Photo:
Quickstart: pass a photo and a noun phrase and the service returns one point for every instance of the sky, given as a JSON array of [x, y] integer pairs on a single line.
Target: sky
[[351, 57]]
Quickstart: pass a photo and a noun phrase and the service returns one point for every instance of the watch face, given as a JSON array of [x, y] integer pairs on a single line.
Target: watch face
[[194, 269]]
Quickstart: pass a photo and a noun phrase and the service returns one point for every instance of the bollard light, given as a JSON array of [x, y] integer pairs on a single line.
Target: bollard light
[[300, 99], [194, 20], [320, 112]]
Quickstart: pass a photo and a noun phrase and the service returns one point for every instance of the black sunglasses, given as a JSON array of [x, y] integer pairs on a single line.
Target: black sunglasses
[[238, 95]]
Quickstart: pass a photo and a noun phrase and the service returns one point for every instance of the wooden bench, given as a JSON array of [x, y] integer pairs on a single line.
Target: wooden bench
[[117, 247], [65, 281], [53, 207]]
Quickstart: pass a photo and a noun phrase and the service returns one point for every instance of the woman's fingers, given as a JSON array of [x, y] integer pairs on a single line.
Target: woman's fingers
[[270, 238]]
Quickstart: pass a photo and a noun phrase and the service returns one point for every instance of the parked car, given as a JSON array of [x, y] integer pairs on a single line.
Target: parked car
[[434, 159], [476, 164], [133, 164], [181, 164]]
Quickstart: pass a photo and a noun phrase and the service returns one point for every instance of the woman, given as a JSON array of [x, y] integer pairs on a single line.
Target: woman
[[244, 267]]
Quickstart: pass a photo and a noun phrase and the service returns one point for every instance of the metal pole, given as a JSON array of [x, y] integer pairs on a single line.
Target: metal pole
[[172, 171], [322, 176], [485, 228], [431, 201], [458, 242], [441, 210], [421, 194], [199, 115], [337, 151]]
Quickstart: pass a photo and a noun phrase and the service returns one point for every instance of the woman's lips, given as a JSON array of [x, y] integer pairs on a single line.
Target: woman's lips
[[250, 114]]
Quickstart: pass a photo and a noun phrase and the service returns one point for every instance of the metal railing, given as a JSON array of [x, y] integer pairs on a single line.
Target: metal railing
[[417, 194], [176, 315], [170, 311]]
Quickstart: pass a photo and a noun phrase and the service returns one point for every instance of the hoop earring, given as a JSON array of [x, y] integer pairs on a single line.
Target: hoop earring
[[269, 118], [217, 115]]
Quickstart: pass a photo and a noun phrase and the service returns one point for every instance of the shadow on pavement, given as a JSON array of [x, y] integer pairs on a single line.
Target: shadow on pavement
● ● ●
**WORK TO BE COMPLETED:**
Copy all of the items above line for line, without changing anything.

**RESPONSE:**
Photo:
Quickstart: pass a photo and a noun phrase and the service returns one point for every instance of the sky, given as a JSON array of [x, y] integer pairs on a single line.
Target: sky
[[351, 57]]
Quickstart: pass a photo and a noun phrase and the service returns one point for every instance of the watch face, given as a JSON array of [x, y] integer pairs on a single line.
Target: watch face
[[194, 269]]
Quickstart: pass a photo and a noun phrase and the service returns one point for every instance of the bollard light, given as a JSON array of [x, y] integer pairs on a single line.
Target: bollard light
[[300, 99], [194, 20], [320, 112]]
Quickstart: pass a photo and a noun phrase and the service returns one point for every instance of the black sunglasses, given as a JSON array of [x, y] integer pairs on a single line.
Target: black sunglasses
[[238, 95]]
Quickstart: pass a photo and a noun phrase and the service returns one point for every instance of the wooden bench, given as a JSON array of [x, y] integer pairs on a single line.
Target: wooden bench
[[117, 247], [65, 281], [53, 207]]
Quickstart: pass a photo and a noun phrase and the service returns one point for every instance of the woman's fingers, given as a JSON array of [x, y] integer pairs on a single line.
Target: woman's fingers
[[270, 238]]
Quickstart: pass a photo and a noun phrase and the service returns one point for every instance of the parked car, given as a JSON array of [x, y] integer pairs on a single line.
Target: parked car
[[434, 159], [476, 164], [133, 164], [181, 164]]
Quickstart: pass a photo and a noun phrase and the service returns one point for every instance of the woman, given as a JSON array of [x, y] integer pairs on a single line.
Target: woman
[[244, 267]]
Quickstart: pass a photo and a noun phrase and the service returns one point for every instance of the metal pole, given as a JSON array of [x, y] integer pairs on a single line.
Target: metal pole
[[172, 171], [322, 176], [485, 228], [431, 201], [458, 242], [441, 210], [421, 194], [199, 115], [337, 151]]
Quickstart: pass a photo and a noun phrase and the service returns one point for every instance of the woman's lips, given as a JSON array of [x, y] integer pairs on a single line.
Target: woman's lips
[[250, 114]]
Quickstart: pass a photo and a noun phrase and the service returns one point for every instance of the metal railing, given as a JSON array of [x, y] integer pairs on a single line.
Target: metal railing
[[417, 194], [176, 315], [170, 311]]
Quickstart: pass a photo and a noun phrase and the service returns one point for every instance of the hoop earring, given as a JSON array of [x, y] integer pairs on a single line.
Target: hoop earring
[[269, 118], [217, 115]]
Quickstart: pass a photo and a noun phrase and the service returns one point for every instance of the shadow on pavement, given as a JSON array of [x, y] integer pairs on a single line.
Target: shadow on pavement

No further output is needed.